— Problem to work on —
Retype the rows below character for character, keeping every line in its original order.

— Source material —
|---|

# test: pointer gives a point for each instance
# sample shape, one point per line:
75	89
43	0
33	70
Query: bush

|---|

— Correct result —
# test: pointer gives a point for each instance
# sample shape, one point per line:
75	89
43	0
33	70
Query: bush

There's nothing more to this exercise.